Problem statement
Lines with "pink" in the entries below: count them and reply with the number alone.

Records supplied

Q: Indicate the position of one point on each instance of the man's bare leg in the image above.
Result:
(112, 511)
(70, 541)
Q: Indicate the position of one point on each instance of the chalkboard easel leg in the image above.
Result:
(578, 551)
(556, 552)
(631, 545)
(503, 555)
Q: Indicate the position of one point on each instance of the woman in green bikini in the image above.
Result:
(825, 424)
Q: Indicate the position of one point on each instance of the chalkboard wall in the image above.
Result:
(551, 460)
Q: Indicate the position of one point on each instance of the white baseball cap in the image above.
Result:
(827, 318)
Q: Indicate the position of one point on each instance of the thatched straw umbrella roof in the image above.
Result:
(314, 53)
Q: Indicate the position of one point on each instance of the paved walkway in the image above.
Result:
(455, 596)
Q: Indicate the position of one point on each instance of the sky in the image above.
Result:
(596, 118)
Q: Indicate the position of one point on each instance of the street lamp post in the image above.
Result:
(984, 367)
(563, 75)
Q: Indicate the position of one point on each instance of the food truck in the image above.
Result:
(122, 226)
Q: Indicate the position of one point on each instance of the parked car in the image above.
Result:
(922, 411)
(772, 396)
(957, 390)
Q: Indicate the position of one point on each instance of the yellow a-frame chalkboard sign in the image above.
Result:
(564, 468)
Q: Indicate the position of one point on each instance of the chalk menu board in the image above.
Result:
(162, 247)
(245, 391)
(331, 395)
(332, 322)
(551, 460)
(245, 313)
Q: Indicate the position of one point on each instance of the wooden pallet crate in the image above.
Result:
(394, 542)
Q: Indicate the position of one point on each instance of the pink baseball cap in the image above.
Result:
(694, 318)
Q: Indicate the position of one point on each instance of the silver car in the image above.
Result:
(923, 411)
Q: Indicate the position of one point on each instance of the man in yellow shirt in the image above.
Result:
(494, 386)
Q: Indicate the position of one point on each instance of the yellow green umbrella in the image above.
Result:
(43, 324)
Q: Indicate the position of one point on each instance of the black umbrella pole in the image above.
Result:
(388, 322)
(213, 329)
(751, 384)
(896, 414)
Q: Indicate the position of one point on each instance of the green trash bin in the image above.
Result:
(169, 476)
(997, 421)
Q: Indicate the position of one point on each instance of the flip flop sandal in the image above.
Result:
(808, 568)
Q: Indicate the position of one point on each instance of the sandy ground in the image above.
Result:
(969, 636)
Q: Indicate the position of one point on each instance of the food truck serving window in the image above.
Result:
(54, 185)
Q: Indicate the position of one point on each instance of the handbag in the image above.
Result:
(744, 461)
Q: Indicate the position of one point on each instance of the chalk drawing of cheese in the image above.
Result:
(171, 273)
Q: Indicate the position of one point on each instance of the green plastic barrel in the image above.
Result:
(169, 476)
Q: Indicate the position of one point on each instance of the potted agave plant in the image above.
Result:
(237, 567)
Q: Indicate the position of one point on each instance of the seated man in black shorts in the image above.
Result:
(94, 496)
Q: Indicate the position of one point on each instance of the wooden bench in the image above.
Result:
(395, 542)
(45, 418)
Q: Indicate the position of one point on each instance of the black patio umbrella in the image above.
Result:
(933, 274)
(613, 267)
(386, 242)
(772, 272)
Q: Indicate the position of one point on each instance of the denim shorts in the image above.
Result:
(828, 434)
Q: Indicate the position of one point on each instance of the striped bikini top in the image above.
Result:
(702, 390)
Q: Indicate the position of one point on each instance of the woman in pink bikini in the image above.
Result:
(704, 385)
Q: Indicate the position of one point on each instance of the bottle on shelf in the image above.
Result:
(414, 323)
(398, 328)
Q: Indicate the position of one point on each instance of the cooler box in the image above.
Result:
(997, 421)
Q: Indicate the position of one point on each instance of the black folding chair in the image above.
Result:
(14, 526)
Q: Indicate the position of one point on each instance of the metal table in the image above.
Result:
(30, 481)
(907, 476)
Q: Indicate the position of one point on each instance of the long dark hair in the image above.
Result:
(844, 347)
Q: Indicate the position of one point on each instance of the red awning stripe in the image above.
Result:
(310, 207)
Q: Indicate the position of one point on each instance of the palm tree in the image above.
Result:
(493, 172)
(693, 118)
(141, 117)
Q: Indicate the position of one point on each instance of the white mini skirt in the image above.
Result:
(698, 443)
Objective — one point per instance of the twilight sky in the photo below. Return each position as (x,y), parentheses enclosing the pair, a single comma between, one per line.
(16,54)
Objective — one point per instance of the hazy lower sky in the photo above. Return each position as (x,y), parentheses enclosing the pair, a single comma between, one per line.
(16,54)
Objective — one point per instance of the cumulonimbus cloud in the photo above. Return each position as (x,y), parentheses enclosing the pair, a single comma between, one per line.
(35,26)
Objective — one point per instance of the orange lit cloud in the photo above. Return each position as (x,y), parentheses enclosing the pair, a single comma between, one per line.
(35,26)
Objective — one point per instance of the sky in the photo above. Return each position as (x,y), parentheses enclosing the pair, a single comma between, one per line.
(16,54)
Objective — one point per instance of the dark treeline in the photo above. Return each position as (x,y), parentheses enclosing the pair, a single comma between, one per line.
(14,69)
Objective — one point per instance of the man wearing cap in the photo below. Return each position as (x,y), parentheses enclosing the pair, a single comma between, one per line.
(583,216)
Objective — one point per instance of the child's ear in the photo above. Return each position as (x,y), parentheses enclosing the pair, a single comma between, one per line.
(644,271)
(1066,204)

Solution
2